◆ **Provided text**
□ □ □
Recently, computer scientists from the UK Government AI Safety Institute, along with experts from Stanford University, the University of California, Berkeley, and the University of Oxford, conducted an in-depth study of over 440 benchmarks used to evaluate the safety and effectiveness of new artificial intelligence models. They found that almost all tests had flaws in certain areas, which could "undermine the validity of the results," and some test scores may be "irrelevant or misleading."

Image source note: The image was generated by AI
As major technology companies continue to launch new AI systems, public concerns about AI safety and effectiveness are increasing. Currently, neither the United States nor the United Kingdom has implemented nationwide AI regulations, and these benchmarks have become important tools for testing whether new AI systems are safe, align with human interests, and demonstrate their claimed capabilities in reasoning, mathematics, and coding.
The lead author of the study, Andrew Bean from the Oxford Internet Institute, said: "Benchmarking supports almost all claims about AI progress, but the lack of a unified definition and reliable measurement makes it difficult to determine whether a model is truly improving or just appearing to improve." He mentioned that Google recently withdrew its newly launched AI model, Gemma, because the model spread false accusations about U.S. senators, which were entirely fictional.
□ □ □
◆ **Task statement**
Continue the passage about the study of flawed AI benchmarks, starting after its last sentence. The records play no part in the work here.

Region pointing data:
□ □ □
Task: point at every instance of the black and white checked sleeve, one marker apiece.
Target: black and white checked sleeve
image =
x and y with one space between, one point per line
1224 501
□ □ □
◆ **Solved problem**
This is not an isolated incident. Character.ai recently also announced a ban on teenagers having open conversations with its AI chatbots due to controversies involving teenage suicides. The study shows that only 16% of benchmarks use uncertainty estimation or statistical tests to demonstrate their accuracy. In some benchmarks evaluating AI characteristics, concepts like "harmlessness" are ambiguously defined, leading to poor test performance.
Experts are calling for the development of shared standards and best practices to improve the AI evaluation process, ensuring its safety and effectiveness.
Key points:
🌐 The study found that more than 440 AI testing benchmarks have almost all defects, affecting the validity of the results.
🚨 Google's Gemma model was withdrawn due to spreading false accusations, highlighting the urgency of AI regulation.
📊 Only 16% of benchmarks use statistical tests, lacking standardization, and there is an urgent need to improve AI evaluation methods.